## GOAL
Reproduce exactly the lines beginning with the line that contains "In this picture, where can the tree" and ending at the final line of the material below.

## RECORDS SUPPLIED
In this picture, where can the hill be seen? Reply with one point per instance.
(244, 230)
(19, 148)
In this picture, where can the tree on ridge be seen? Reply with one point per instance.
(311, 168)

## RESULT OF THIS TASK
In this picture, where can the tree on ridge be seen? Reply with one point per instance.
(311, 168)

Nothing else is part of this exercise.